Content starts

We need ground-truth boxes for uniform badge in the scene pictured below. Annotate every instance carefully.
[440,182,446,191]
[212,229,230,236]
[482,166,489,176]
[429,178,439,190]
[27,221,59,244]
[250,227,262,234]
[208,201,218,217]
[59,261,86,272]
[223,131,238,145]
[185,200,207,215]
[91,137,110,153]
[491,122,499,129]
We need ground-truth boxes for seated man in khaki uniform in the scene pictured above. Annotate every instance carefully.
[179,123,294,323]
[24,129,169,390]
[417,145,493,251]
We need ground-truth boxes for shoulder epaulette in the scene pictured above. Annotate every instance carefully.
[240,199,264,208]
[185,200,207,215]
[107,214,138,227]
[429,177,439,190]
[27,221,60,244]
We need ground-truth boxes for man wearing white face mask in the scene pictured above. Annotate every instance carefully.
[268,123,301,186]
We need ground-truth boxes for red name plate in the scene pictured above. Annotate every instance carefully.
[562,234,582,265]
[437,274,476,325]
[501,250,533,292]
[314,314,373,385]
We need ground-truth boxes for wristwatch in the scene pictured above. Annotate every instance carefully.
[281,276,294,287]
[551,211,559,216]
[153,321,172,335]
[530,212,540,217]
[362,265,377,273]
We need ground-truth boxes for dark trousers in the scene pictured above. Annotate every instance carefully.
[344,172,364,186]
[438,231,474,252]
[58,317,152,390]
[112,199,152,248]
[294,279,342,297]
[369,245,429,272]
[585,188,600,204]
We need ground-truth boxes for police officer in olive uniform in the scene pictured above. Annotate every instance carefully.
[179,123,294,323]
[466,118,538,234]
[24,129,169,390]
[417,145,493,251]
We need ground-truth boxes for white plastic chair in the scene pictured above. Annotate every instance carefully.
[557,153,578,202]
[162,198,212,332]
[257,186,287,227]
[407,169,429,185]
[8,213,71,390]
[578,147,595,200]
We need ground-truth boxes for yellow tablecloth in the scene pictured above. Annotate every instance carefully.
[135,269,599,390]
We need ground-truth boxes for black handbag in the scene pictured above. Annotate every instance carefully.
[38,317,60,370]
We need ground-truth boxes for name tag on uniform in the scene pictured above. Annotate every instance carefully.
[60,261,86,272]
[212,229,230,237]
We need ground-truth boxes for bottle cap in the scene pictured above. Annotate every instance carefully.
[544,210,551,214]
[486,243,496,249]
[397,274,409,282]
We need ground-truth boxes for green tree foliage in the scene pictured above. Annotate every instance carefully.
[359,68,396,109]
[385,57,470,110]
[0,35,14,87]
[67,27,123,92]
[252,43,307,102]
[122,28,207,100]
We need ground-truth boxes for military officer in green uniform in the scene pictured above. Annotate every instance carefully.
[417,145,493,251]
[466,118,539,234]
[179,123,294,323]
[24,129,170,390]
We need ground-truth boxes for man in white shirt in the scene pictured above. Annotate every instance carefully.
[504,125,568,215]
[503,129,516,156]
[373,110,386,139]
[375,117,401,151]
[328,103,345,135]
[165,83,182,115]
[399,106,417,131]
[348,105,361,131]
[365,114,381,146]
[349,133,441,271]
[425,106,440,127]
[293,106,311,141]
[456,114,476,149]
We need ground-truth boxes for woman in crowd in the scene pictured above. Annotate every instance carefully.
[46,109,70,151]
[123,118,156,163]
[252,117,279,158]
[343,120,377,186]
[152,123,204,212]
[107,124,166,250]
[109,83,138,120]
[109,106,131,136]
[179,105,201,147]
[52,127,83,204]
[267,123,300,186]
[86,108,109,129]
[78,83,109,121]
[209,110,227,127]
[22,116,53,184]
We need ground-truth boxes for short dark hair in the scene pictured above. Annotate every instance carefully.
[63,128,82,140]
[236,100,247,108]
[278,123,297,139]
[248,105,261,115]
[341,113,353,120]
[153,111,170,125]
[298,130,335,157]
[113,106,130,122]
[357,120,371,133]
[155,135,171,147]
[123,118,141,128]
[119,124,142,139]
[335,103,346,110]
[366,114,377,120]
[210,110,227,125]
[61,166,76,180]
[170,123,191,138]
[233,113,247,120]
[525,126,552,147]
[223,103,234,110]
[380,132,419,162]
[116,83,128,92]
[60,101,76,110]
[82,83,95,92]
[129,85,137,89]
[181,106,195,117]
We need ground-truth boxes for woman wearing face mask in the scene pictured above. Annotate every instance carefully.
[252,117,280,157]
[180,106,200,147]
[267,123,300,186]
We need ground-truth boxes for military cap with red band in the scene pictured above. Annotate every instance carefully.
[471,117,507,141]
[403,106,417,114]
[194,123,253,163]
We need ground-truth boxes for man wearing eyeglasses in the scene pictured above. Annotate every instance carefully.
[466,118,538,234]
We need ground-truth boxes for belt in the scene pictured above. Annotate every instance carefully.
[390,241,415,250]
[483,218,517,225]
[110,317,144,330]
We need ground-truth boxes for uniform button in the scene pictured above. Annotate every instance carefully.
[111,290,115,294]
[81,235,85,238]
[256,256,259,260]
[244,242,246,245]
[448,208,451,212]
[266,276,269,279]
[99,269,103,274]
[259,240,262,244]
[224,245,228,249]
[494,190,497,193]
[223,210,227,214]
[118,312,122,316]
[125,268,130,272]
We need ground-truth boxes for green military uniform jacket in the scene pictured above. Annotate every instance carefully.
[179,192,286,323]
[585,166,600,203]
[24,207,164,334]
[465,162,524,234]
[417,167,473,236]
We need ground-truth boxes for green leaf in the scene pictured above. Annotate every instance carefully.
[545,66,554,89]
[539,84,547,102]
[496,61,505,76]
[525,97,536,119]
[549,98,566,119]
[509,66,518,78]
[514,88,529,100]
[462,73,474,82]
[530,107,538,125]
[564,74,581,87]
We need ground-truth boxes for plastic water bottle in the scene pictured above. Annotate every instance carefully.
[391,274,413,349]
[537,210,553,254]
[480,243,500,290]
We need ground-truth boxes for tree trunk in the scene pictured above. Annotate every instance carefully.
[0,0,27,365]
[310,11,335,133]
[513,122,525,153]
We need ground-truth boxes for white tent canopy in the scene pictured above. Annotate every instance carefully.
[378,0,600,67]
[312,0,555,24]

Content ends

### Assignment
What do the records say? Quote them all exactly.

### Answer
We need ground-truth boxes for uniform badge in the scene pictured below. Annotate every instance carefully.
[440,182,446,191]
[212,229,230,236]
[482,166,489,176]
[429,178,439,190]
[27,221,59,244]
[250,227,262,234]
[208,201,218,217]
[59,261,86,272]
[223,131,238,145]
[185,200,207,215]
[91,137,110,153]
[491,122,499,129]
We need ground-truth boxes for seated man in khaki uniform in the scene pictured above. Annotate every instance carefully.
[179,123,294,323]
[24,129,169,390]
[417,145,493,251]
We need ground-truth boxes for shoulder epaulette in the scene pictured above. Annotate every instance carefully.
[240,199,264,208]
[185,200,207,215]
[107,214,138,227]
[429,177,439,190]
[27,221,60,244]
We need ground-truth boxes for man wearing white face mask in the scene pictured above. Annotate every instance carefully.
[268,123,301,186]
We need ground-truth boxes for red name plate in the scene pictured above. Annotate every instance carefully.
[562,234,582,265]
[437,274,476,325]
[501,250,533,292]
[314,314,373,385]
We need ground-truth boxes for wristwatch in the scene pictured above. Annotate every instance carefully.
[281,276,294,287]
[551,211,559,216]
[153,321,172,335]
[530,212,540,217]
[362,265,377,273]
We need ground-truth boxes for dark trousers in the scene pictured above. Annotate every instance carefully.
[344,172,364,186]
[438,231,474,252]
[58,317,152,390]
[112,199,152,248]
[294,279,342,297]
[369,245,429,272]
[585,188,600,204]
We need ground-truth boxes for police officer in olive uniform in the scene pictured above. Annotate every instance carefully.
[179,123,294,323]
[466,118,538,234]
[24,129,169,390]
[417,145,493,251]
We need ground-truth boxes for white plastic chair in the scene pictured above. Annotate every instance carefully.
[557,153,578,202]
[162,198,212,332]
[257,186,287,227]
[407,169,429,185]
[8,213,71,390]
[578,147,595,200]
We need ground-truth boxes for yellow tablecloth in the scene pictured above. Annotate every instance carefully.
[135,269,599,390]
We need ground-truth boxes for black handbag in the scene pictured above. Annotate every instance carefully.
[38,317,60,370]
We need ground-truth boxes for name tag on uniform in the scene pictured above. Annotate every instance carefully.
[60,261,86,272]
[212,229,230,237]
We need ground-truth boxes for bottle cap in the scene pictured above. Annotate every instance carefully.
[544,210,551,214]
[486,243,496,249]
[397,274,409,282]
We need ground-truth boxes for green tree foliage in the scene pictured above. Annotate every instance carefully.
[359,68,396,109]
[385,57,470,110]
[0,35,14,87]
[67,27,123,92]
[252,43,307,102]
[122,28,207,100]
We need ground-truth boxes for military officer in green uniform in the scene pictured above. Annotate every instance carefully.
[417,145,493,251]
[466,118,539,234]
[179,123,294,323]
[24,129,170,390]
We need ground-truth boxes for man in white shirt in the scene pictured above. Annotate every instance carefully.
[504,125,568,215]
[503,129,516,156]
[373,110,386,139]
[375,117,401,151]
[328,103,345,135]
[165,83,182,115]
[399,106,417,131]
[348,105,361,131]
[365,114,381,146]
[349,133,441,271]
[425,106,440,127]
[293,106,311,141]
[456,114,476,149]
We need ground-truth boxes for woman in crowd in the scene pictured above. Annotate every instance carefully.
[46,109,70,151]
[123,118,156,163]
[252,117,279,158]
[343,120,377,186]
[152,123,204,212]
[107,124,166,250]
[109,83,138,120]
[109,106,131,136]
[179,105,201,147]
[52,127,83,204]
[267,123,300,186]
[86,108,109,129]
[78,83,109,121]
[209,110,227,127]
[22,116,53,184]
We need ground-truth boxes for short dark hair in the scene pictured above. Annotate every instance carefully.
[63,128,82,140]
[236,100,247,108]
[278,123,297,139]
[248,105,261,115]
[341,113,353,120]
[153,111,170,125]
[298,130,335,157]
[113,106,130,122]
[357,120,371,133]
[155,135,171,147]
[123,118,141,128]
[119,124,142,139]
[335,103,346,110]
[366,114,377,120]
[210,110,227,125]
[61,166,76,180]
[170,123,191,138]
[233,113,247,120]
[525,126,552,147]
[223,103,234,110]
[380,132,419,162]
[116,83,128,92]
[60,101,76,110]
[82,83,95,92]
[129,85,137,89]
[181,106,195,117]
We need ground-truth boxes for woman wearing face mask in the scene pictured above. Annotate every instance carefully.
[252,117,280,157]
[180,106,200,147]
[267,123,300,186]
We need ground-truth boxes for military cap with red band in the scene pictured above. Annotate every instance carefully.
[471,117,507,141]
[403,106,417,114]
[194,123,253,163]
We need ground-truth boxes for man wearing eyeglasses in the scene pictured above. Annotate every instance carefully.
[466,118,538,234]
We need ground-truth boxes for belt in the scene pictured above. Annotate every instance carefully.
[390,241,415,250]
[483,218,517,225]
[110,317,144,330]
We need ground-truth boxes for uniform button in the scene pictured above. Annotate every instance carefully.
[111,290,115,294]
[81,235,85,238]
[256,256,259,260]
[244,242,246,245]
[448,208,451,212]
[266,276,269,279]
[99,269,103,274]
[259,240,262,244]
[224,245,228,249]
[494,190,497,193]
[223,210,227,214]
[118,312,122,316]
[125,268,130,272]
We need ground-truth boxes for green military uniform jacket in the scene pictured above. Annotate every instance carefully.
[179,192,286,323]
[585,166,600,203]
[24,207,164,334]
[465,162,524,234]
[417,167,473,236]
We need ground-truth boxes for green leaf in the scene pictured above. Annotate every instance carefully.
[545,66,554,89]
[539,84,547,102]
[496,61,505,76]
[525,97,536,119]
[549,98,566,119]
[509,66,518,78]
[514,88,529,100]
[462,73,474,82]
[530,107,538,125]
[564,74,581,87]
We need ground-truth boxes for plastic water bottle in the scene pictured above. Annotate every instance carefully.
[391,274,413,349]
[537,210,553,254]
[480,243,500,290]
We need ground-truth boxes for tree trunk in the scene pictured above. Annotate every instance carefully.
[0,0,27,365]
[310,11,335,133]
[513,122,525,153]
We need ground-truth boxes for white tent canopy in the scene pictured above. Annotate every instance carefully.
[378,0,600,67]
[312,0,555,24]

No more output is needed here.